WHAT YOU NEED TO DO: Please copy, word for word, the line that contains "cap. Write the coordinates, one line per instance." and every line after it through the end of the records, and nothing more.

[Collected data entries]
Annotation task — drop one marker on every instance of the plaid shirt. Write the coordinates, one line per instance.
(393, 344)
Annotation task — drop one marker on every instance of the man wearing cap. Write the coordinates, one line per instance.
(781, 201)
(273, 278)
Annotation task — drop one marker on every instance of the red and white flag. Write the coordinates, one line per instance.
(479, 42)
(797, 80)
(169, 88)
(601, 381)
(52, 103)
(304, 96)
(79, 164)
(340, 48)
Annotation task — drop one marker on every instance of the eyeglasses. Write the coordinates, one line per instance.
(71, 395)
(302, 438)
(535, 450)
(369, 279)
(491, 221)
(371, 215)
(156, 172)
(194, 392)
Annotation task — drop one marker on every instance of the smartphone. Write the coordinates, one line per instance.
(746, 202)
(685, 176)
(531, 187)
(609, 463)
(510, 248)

WRITTEN REPLY:
Annotation task — drop one marker on every instance of the man wearing cap. Write the coordinates, one line per instance.
(781, 201)
(273, 278)
Annotation task — drop one marker on every instance of the red and white flag. Write the coordinates, one line per instance.
(479, 42)
(797, 80)
(169, 88)
(601, 381)
(52, 103)
(304, 96)
(79, 164)
(340, 48)
Annotation task — drop one marker on every instance of the eyeglasses. Write the coordinates, one line per instance.
(71, 395)
(302, 438)
(535, 450)
(369, 279)
(491, 221)
(371, 215)
(156, 172)
(194, 392)
Annotation task — drop one marker on every instance of the smartphone. Write the coordinates, one line per instance.
(746, 202)
(685, 176)
(531, 187)
(609, 463)
(510, 248)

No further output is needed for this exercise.